STORED ROWS:

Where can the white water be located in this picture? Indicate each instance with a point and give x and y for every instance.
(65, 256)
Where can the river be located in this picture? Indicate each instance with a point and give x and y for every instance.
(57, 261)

...

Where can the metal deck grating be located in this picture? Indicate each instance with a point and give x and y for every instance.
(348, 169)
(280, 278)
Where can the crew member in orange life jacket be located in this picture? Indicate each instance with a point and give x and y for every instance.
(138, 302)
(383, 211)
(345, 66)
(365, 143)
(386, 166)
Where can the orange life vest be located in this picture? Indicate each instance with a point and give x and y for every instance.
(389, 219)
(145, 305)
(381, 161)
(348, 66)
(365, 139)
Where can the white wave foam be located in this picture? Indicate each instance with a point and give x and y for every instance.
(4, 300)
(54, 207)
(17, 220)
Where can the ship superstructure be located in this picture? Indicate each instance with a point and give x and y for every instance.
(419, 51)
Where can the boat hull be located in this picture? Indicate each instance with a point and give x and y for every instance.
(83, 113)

PROBLEM TO WORK ON:
Copy out each line of the data above that contains the string "life". Case counts.

SOLUTION TO THE EXERCISE:
Where can the crew member in orange life jacket be located in this picture? Indicate each instance with a point and give x and y for every instance.
Where can the orange life vest be located in this picture? Indicate each instance with a point and give x and y for every instance.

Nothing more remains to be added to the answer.